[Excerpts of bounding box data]
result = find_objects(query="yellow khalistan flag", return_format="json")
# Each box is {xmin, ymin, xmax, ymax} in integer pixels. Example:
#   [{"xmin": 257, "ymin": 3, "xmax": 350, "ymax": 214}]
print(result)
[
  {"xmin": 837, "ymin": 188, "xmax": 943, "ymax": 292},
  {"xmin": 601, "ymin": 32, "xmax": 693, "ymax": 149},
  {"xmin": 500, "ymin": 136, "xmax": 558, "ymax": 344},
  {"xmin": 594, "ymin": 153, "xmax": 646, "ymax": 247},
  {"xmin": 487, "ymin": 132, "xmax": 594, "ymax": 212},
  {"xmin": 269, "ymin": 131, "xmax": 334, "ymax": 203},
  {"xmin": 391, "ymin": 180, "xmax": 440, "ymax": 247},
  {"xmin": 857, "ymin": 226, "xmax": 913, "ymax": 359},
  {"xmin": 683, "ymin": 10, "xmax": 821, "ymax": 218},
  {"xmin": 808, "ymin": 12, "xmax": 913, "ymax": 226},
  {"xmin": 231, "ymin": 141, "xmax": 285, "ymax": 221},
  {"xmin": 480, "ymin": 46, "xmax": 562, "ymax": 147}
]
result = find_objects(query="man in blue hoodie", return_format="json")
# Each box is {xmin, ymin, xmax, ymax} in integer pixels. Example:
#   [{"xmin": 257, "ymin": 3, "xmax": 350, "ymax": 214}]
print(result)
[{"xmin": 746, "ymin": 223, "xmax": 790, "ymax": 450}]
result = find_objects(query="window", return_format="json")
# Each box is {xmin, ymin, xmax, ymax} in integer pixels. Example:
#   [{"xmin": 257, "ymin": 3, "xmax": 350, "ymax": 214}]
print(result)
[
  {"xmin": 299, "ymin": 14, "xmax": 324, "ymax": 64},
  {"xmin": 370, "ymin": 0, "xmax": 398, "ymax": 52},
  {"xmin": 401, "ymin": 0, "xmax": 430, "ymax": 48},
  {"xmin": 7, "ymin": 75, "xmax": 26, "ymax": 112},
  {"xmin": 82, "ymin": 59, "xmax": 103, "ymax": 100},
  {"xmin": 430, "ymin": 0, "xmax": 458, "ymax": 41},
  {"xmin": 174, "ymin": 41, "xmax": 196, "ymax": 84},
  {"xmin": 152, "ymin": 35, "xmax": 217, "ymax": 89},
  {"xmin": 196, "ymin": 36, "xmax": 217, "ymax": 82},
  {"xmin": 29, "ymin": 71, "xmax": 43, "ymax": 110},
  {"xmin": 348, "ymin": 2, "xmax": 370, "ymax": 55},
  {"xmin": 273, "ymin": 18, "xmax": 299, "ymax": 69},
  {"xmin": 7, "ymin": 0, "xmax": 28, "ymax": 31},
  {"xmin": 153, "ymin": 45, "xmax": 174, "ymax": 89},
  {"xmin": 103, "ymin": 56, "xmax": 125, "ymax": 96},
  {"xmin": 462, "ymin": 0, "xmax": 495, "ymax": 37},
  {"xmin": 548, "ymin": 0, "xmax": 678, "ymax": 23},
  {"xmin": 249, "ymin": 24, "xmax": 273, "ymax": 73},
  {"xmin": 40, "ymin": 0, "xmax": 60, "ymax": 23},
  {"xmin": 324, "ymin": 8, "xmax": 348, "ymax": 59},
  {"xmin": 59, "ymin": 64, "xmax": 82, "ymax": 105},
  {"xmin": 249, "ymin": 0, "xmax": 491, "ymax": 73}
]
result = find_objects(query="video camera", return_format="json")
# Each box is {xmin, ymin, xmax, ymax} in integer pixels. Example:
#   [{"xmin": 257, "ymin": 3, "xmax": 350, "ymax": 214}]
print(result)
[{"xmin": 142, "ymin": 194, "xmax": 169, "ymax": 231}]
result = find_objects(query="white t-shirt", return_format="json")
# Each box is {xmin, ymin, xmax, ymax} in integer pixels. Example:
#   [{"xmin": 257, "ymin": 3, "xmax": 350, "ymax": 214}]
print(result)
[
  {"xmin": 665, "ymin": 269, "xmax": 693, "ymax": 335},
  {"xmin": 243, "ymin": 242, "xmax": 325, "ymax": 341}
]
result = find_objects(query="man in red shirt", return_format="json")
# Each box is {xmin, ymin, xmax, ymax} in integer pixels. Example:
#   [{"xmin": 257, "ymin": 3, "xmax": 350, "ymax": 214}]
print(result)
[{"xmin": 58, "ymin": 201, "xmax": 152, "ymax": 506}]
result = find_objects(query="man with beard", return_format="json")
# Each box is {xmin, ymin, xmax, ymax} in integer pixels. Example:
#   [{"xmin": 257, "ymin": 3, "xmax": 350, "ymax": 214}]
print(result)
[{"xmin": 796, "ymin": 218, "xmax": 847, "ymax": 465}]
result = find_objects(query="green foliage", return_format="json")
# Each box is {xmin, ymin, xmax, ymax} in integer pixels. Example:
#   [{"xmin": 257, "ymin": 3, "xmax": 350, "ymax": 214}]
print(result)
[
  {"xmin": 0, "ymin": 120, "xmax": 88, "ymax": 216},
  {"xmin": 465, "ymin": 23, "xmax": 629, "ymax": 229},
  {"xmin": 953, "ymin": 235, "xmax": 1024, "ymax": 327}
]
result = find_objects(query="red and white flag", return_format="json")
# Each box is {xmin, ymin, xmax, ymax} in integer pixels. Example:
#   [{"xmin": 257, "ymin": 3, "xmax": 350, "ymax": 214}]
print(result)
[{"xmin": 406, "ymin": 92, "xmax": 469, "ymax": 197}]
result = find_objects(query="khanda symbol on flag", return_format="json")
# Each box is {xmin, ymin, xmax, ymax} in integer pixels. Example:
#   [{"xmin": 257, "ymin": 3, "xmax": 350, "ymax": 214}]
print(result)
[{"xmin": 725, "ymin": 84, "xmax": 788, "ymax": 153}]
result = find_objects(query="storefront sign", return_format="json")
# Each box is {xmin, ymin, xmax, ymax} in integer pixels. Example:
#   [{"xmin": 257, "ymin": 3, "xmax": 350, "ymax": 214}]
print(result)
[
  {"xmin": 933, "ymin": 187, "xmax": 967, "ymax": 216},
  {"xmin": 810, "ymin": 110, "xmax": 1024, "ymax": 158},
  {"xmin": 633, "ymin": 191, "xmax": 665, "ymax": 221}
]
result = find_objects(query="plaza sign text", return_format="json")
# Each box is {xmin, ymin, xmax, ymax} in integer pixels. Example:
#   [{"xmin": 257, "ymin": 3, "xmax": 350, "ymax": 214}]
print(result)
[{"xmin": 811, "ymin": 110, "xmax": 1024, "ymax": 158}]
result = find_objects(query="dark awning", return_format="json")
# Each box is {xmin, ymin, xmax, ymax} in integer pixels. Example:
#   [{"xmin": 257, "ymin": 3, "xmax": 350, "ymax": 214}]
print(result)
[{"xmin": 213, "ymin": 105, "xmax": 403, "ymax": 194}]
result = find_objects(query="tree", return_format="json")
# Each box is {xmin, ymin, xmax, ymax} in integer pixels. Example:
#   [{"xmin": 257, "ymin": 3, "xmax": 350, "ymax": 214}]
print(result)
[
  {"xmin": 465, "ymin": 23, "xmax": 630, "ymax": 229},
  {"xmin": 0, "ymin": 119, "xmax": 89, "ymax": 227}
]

- [WRITTEN TASK]: Identify every line above that contains the string "shirt" and copy each of those lines in full. Case counts when matching.

- [WRITTEN RESPONSE]:
result = find_objects(query="white t-shirt", return_format="json")
result = find_objects(query="man in red shirt", return_format="json")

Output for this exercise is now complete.